• **Task statement**:
Rewrite the material below, changing "hazy distant mountain" to "misty far-off peak" everywhere it occurs and leaving everything else as it is.

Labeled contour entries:
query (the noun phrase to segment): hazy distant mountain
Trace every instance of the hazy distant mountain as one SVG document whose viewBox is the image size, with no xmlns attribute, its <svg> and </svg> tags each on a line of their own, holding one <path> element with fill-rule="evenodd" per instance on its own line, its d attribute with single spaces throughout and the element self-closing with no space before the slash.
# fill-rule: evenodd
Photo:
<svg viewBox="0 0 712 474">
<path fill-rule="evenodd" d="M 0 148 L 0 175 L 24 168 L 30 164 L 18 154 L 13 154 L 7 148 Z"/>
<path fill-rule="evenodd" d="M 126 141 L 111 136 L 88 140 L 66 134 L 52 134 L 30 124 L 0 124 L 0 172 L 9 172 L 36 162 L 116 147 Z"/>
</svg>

• **Task output**:
query (the noun phrase to segment): misty far-off peak
Trace every instance of the misty far-off peak as one SVG document whose viewBox is the image size, with no xmlns attribute, its <svg> and </svg> tags each on a line of their own, holding one <path> element with fill-rule="evenodd" per instance on its own line, its d attribute with single spaces throughout and the element self-closing with no space before the slash.
# fill-rule: evenodd
Photo:
<svg viewBox="0 0 712 474">
<path fill-rule="evenodd" d="M 0 148 L 0 175 L 24 168 L 30 164 L 18 154 L 13 154 L 7 148 Z"/>
<path fill-rule="evenodd" d="M 126 141 L 111 136 L 88 140 L 66 134 L 52 134 L 30 124 L 0 124 L 0 172 L 9 172 L 36 162 L 116 147 Z"/>
</svg>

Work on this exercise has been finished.